Copy each line exactly. Leave nothing out.
::::
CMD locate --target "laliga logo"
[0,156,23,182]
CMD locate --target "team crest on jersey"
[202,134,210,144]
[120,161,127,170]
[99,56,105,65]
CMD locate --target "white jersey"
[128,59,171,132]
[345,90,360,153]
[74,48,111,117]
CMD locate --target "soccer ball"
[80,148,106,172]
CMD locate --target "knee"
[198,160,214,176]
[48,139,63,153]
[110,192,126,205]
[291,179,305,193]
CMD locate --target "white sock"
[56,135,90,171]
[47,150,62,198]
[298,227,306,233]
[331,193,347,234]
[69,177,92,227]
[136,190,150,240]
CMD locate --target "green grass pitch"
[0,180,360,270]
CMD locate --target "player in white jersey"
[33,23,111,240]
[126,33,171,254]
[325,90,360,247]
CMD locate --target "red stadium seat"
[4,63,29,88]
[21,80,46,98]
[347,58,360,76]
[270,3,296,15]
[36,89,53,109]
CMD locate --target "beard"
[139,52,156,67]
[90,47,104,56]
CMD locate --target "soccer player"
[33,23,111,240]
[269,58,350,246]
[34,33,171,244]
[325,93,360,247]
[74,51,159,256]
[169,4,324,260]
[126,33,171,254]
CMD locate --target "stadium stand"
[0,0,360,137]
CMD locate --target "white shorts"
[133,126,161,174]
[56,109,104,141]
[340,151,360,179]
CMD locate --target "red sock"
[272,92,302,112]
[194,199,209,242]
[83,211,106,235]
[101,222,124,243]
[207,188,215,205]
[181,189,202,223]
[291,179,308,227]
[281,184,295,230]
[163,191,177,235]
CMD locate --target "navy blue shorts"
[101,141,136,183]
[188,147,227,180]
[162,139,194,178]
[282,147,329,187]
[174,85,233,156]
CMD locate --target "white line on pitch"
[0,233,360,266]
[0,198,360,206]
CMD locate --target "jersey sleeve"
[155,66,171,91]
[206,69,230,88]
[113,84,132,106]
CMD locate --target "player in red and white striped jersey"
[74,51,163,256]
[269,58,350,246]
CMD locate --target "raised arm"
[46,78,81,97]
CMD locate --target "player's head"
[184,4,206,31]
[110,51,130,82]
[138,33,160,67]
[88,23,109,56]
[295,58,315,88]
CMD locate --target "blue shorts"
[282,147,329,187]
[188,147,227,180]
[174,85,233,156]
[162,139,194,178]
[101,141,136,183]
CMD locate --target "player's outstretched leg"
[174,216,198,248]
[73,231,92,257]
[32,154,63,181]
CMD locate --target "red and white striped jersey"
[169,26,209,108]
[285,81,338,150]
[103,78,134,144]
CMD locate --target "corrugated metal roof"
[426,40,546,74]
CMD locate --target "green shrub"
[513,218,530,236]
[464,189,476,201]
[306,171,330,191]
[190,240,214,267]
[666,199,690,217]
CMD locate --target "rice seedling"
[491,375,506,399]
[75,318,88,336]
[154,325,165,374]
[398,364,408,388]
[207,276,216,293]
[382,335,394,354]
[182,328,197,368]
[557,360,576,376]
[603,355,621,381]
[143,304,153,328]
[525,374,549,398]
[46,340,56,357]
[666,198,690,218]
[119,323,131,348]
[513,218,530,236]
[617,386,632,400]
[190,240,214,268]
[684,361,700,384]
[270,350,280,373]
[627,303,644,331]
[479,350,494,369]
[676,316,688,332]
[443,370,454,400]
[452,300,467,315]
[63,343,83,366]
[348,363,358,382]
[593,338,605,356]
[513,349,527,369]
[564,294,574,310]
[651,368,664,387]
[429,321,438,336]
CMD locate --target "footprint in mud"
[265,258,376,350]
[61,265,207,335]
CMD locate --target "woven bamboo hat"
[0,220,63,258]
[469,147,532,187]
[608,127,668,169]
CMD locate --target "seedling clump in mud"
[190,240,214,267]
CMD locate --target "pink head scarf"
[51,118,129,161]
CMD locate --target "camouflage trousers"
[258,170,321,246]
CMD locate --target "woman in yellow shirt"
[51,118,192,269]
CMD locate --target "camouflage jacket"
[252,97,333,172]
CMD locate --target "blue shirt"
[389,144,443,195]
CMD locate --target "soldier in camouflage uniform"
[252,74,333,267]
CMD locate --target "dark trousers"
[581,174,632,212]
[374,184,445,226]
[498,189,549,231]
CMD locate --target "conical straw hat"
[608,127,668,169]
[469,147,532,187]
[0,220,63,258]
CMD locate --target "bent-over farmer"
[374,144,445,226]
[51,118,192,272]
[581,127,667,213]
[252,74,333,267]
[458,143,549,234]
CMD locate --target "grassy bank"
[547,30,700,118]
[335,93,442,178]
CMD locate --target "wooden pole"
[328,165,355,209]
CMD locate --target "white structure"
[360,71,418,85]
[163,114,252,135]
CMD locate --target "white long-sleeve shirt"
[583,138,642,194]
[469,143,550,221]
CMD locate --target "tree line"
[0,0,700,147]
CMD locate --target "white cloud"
::::
(Solved problem)
CMD locate --target "laliga logo"
[0,156,23,182]
CMD locate --target "team crest on jersey"
[202,134,210,144]
[120,161,127,170]
[99,56,105,65]
CMD locate --target "white jersey"
[128,59,171,132]
[345,90,360,153]
[74,48,111,117]
CMD locate --target "soccer ball"
[80,148,106,172]
CMD locate --target "knee"
[198,160,214,176]
[48,139,63,153]
[110,192,126,205]
[291,179,305,193]
CMD locate --target "white sock"
[56,135,90,171]
[47,150,62,198]
[298,227,306,233]
[331,193,347,234]
[69,177,92,227]
[136,190,150,240]
CMD locate --target "green grass pitch"
[0,180,360,270]
CMD locate --target "player in white jersey"
[33,23,111,240]
[126,33,171,254]
[325,90,360,247]
CMD locate --target "red stadium seat"
[4,63,29,88]
[21,80,46,98]
[347,58,360,76]
[270,3,296,15]
[36,89,53,109]
CMD locate --target "beard"
[139,52,156,67]
[90,47,104,56]
CMD locate --target "soccer player"
[33,23,111,240]
[269,58,350,246]
[34,33,171,244]
[325,93,360,247]
[74,51,159,256]
[169,4,324,260]
[126,33,171,254]
CMD locate --target "stadium stand"
[0,0,360,137]
CMD locate --target "white shorts"
[133,126,161,174]
[56,109,104,141]
[340,151,360,179]
CMD locate --target "red sock"
[272,92,302,112]
[194,199,209,242]
[83,211,106,235]
[101,222,124,243]
[207,188,215,205]
[181,189,202,223]
[291,179,308,227]
[281,184,295,230]
[163,191,177,235]
CMD locate --target "navy blue shorts"
[101,141,136,183]
[188,147,227,180]
[162,139,194,178]
[282,147,329,187]
[174,85,233,156]
CMD locate --target "white line on pitch"
[0,233,360,266]
[0,198,360,206]
CMD locate --target "jersey sleeve"
[155,66,171,91]
[206,69,230,88]
[113,84,132,106]
CMD locate --target "player in red and white striped jersey"
[74,51,163,256]
[269,58,350,246]
CMD locate --target "raised arm"
[46,78,81,97]
CMD locate --target "player's head"
[184,4,206,31]
[110,51,130,82]
[138,33,160,67]
[88,23,109,56]
[295,58,315,88]
CMD locate --target "blue shorts"
[282,147,329,187]
[188,147,227,180]
[174,85,233,156]
[162,139,194,178]
[101,141,136,183]
CMD locate --target "player's outstretched leg"
[174,216,198,248]
[73,231,92,257]
[32,154,63,181]
CMD locate --target "red and white striped jersey"
[169,26,209,108]
[285,81,338,150]
[103,78,134,144]
CMD locate --target "corrugated metal roof"
[426,40,546,74]
CMD locate --target "green shrub"
[513,218,530,236]
[464,189,476,201]
[306,171,330,191]
[190,240,214,267]
[666,199,690,217]
CMD locate --target "rice seedling"
[491,375,506,399]
[75,318,88,336]
[154,325,165,374]
[398,364,408,388]
[207,276,216,293]
[382,335,394,354]
[182,328,197,368]
[557,360,576,376]
[603,355,621,381]
[143,304,153,328]
[525,374,549,398]
[46,340,56,357]
[666,198,690,218]
[119,323,131,348]
[513,218,530,236]
[617,386,632,400]
[190,240,214,268]
[684,361,700,384]
[270,350,280,373]
[627,303,644,331]
[479,350,494,369]
[676,316,688,332]
[443,370,454,400]
[452,300,467,315]
[63,343,83,366]
[348,363,358,382]
[593,338,605,356]
[513,349,527,369]
[564,294,574,310]
[651,368,664,387]
[429,321,438,336]
CMD locate --target "footprint in mud"
[265,258,376,350]
[61,265,207,335]
CMD locate --target "woven bamboo hat"
[0,220,63,258]
[469,147,532,187]
[608,127,668,169]
CMD locate --target "seedling clump in mud"
[190,240,214,267]
CMD locate --target "pink head scarf"
[51,118,129,161]
CMD locate --target "camouflage trousers"
[258,170,321,246]
CMD locate --target "woman in yellow shirt"
[51,118,192,269]
CMD locate --target "camouflage jacket"
[252,97,333,172]
CMD locate --target "blue shirt"
[389,144,443,195]
CMD locate --target "soldier in camouflage uniform"
[252,74,333,267]
CMD locate --target "dark trousers"
[581,174,632,212]
[374,184,445,226]
[498,189,549,231]
CMD locate --target "conical straw hat"
[608,127,668,169]
[469,147,532,187]
[0,220,63,258]
CMD locate --target "bent-over farmer"
[374,144,445,226]
[51,118,192,272]
[581,127,667,213]
[252,74,333,267]
[458,143,549,234]
CMD locate --target "grassy bank"
[547,30,700,118]
[335,93,442,178]
CMD locate --target "wooden pole"
[328,165,355,209]
CMD locate --target "white structure"
[360,71,418,85]
[163,114,252,135]
CMD locate --target "white long-sleeve shirt"
[583,138,642,194]
[469,143,550,221]
CMD locate --target "tree line"
[0,0,700,147]
CMD locate --target "white cloud"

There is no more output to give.